### The problem
Please rewrite the lines below, starting with the line that contains "Return the outline of every instance of the building." and going on through the line that contains "[[[106,83],[105,82],[89,82],[85,84],[86,88],[105,88]]]", swapping "building" for "structure" and leaving everything else as it stands.

### Material
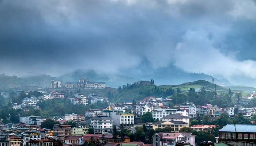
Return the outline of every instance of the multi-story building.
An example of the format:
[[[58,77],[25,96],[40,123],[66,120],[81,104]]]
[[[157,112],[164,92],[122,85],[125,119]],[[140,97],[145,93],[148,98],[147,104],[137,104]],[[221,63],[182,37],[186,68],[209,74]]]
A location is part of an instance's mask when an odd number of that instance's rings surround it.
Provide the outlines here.
[[[90,82],[90,79],[87,78],[81,78],[79,79],[78,81],[80,82]]]
[[[179,114],[170,114],[162,118],[164,121],[182,121],[187,123],[189,123],[189,118],[187,116],[182,116]]]
[[[66,88],[76,88],[76,84],[75,82],[67,82],[65,84]]]
[[[187,101],[180,105],[180,109],[187,110],[190,118],[195,117],[196,114],[196,105],[193,103]]]
[[[153,128],[156,130],[158,128],[164,128],[166,127],[171,128],[171,131],[178,131],[181,128],[189,127],[189,124],[181,121],[159,121],[153,124]]]
[[[94,132],[103,134],[112,132],[113,130],[113,119],[106,116],[99,116],[90,119],[91,127],[94,129]]]
[[[157,133],[152,137],[153,146],[175,146],[179,141],[187,141],[187,145],[195,146],[195,138],[192,133]]]
[[[73,128],[72,135],[82,136],[88,133],[88,127]]]
[[[53,127],[53,135],[56,139],[64,142],[64,139],[72,134],[72,126],[70,125],[55,125]]]
[[[71,114],[66,114],[64,116],[64,120],[66,121],[72,121],[74,122],[78,121],[77,114],[74,113]]]
[[[37,99],[35,97],[26,97],[22,100],[22,104],[28,106],[37,106]]]
[[[105,82],[89,82],[85,84],[86,88],[105,88],[106,83]]]
[[[51,81],[51,88],[61,87],[61,81],[58,80],[53,80]]]
[[[119,126],[122,125],[130,126],[134,124],[134,114],[133,113],[117,112],[111,112],[110,115],[110,116],[113,118],[113,125]]]
[[[178,109],[162,108],[154,109],[152,111],[152,116],[154,120],[161,120],[162,118],[170,114],[180,114],[184,116],[188,116],[188,113],[186,110]]]
[[[26,124],[36,124],[41,125],[41,123],[44,121],[44,119],[41,116],[31,115],[28,116],[21,116],[19,117],[20,122],[24,123]]]
[[[148,104],[137,104],[136,105],[136,117],[139,117],[147,112],[152,111],[153,107]]]

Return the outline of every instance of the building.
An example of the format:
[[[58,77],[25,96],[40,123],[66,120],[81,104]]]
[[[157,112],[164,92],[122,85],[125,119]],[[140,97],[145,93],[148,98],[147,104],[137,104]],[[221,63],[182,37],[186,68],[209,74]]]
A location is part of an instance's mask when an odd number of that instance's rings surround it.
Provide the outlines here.
[[[74,113],[65,114],[64,116],[64,120],[67,121],[70,120],[76,122],[78,121],[77,114]]]
[[[152,137],[153,146],[174,146],[179,141],[184,141],[191,145],[196,145],[195,138],[192,133],[157,133]]]
[[[56,125],[53,127],[53,135],[56,139],[64,142],[64,139],[72,134],[72,126],[70,125]]]
[[[20,146],[22,141],[20,137],[10,137],[8,138],[9,146]]]
[[[79,82],[90,82],[90,79],[89,78],[80,78],[78,80]]]
[[[26,97],[22,100],[22,104],[27,106],[37,106],[37,99],[35,97]]]
[[[188,127],[189,124],[182,121],[160,121],[157,122],[153,124],[153,129],[156,130],[158,128],[161,129],[166,127],[170,127],[171,128],[172,131],[177,132],[184,127]]]
[[[211,131],[212,128],[215,128],[215,125],[194,125],[190,127],[197,131],[204,131],[207,132]]]
[[[217,143],[222,142],[229,146],[255,145],[256,125],[227,124],[219,130]]]
[[[99,116],[90,119],[91,127],[97,134],[111,132],[113,129],[113,119],[107,116]]]
[[[178,109],[162,108],[152,111],[152,116],[154,120],[161,120],[162,118],[170,114],[181,114],[184,116],[188,116],[188,113],[186,110]]]
[[[72,135],[82,136],[88,133],[88,127],[73,128]]]
[[[31,140],[29,141],[30,146],[62,146],[60,141],[53,139]]]
[[[139,117],[146,112],[151,112],[153,107],[147,104],[137,104],[136,105],[136,117]]]
[[[61,81],[57,80],[53,80],[51,81],[51,88],[61,88]]]
[[[196,105],[193,103],[187,101],[180,105],[180,109],[187,110],[189,118],[195,117],[196,115]]]
[[[25,124],[35,124],[41,125],[41,123],[44,121],[44,119],[41,116],[31,115],[28,116],[21,116],[19,117],[19,122],[24,123]]]
[[[182,116],[180,114],[170,114],[162,118],[164,121],[182,121],[187,123],[189,123],[189,118],[187,116]]]
[[[106,83],[105,82],[89,82],[85,84],[86,88],[105,88]]]
[[[133,113],[112,112],[110,115],[110,116],[113,118],[113,125],[132,126],[134,124],[134,114]]]
[[[87,134],[82,136],[71,136],[68,138],[65,139],[65,143],[70,146],[78,146],[79,145],[82,145],[83,142],[87,141],[88,142],[91,140],[92,137],[93,137],[94,140],[99,139],[100,141],[102,139],[102,134]],[[79,139],[81,138],[83,140],[79,142]],[[113,138],[113,135],[112,134],[105,134],[105,140],[106,142],[108,143],[120,143],[121,142],[121,138],[118,136],[117,139],[115,140]],[[124,142],[130,142],[130,138],[125,136],[124,138]]]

### Result below
Return the outline of every instance of the structure.
An example of the format:
[[[58,77],[25,96],[40,123],[66,120],[81,104]]]
[[[157,112],[164,92],[122,85],[125,119]],[[140,97],[145,93],[148,98],[147,104],[137,104]],[[221,63],[182,37],[186,68],[209,74]]]
A location is part of an instance's mask when an odd number of that instance's rings surround it.
Provide the outlines here.
[[[74,113],[65,114],[64,116],[64,120],[67,121],[70,120],[76,122],[78,121],[77,114]]]
[[[152,137],[153,146],[174,146],[179,141],[184,141],[191,145],[196,145],[195,138],[192,133],[157,133]]]
[[[56,125],[53,127],[53,135],[56,139],[64,142],[64,139],[72,134],[72,126],[70,125]]]
[[[20,146],[22,141],[20,137],[10,137],[8,138],[9,146]]]
[[[79,82],[90,82],[90,79],[89,78],[80,78],[78,80]]]
[[[26,97],[22,100],[22,104],[27,106],[37,106],[37,99],[35,97]]]
[[[188,127],[189,124],[182,121],[160,121],[157,122],[153,124],[153,129],[156,130],[158,128],[161,129],[166,127],[170,127],[171,128],[172,131],[177,132],[184,127]]]
[[[211,131],[212,128],[215,128],[215,125],[194,125],[190,127],[197,131],[204,131],[207,132]]]
[[[217,143],[222,142],[229,146],[255,145],[256,125],[227,124],[219,130]]]
[[[99,116],[90,119],[91,127],[97,134],[111,132],[113,129],[113,119],[107,116]]]
[[[178,109],[162,108],[152,111],[152,116],[154,120],[161,120],[162,118],[170,114],[181,114],[184,116],[188,116],[188,113],[186,110]]]
[[[72,135],[82,136],[88,133],[88,127],[73,128]]]
[[[31,140],[29,141],[30,146],[62,146],[60,141],[53,139]]]
[[[139,117],[146,112],[151,112],[153,107],[147,104],[137,104],[136,105],[136,117]]]
[[[61,81],[57,80],[53,80],[51,81],[51,88],[61,88]]]
[[[196,105],[193,103],[187,101],[180,105],[180,109],[187,110],[189,118],[195,117],[196,115]]]
[[[25,124],[35,124],[41,125],[41,123],[44,121],[44,119],[41,116],[31,115],[28,116],[21,116],[19,117],[19,122],[24,123]]]
[[[182,116],[180,114],[170,114],[162,118],[164,121],[182,121],[187,123],[189,123],[189,118],[187,116]]]
[[[106,83],[105,82],[89,82],[85,84],[86,88],[105,88]]]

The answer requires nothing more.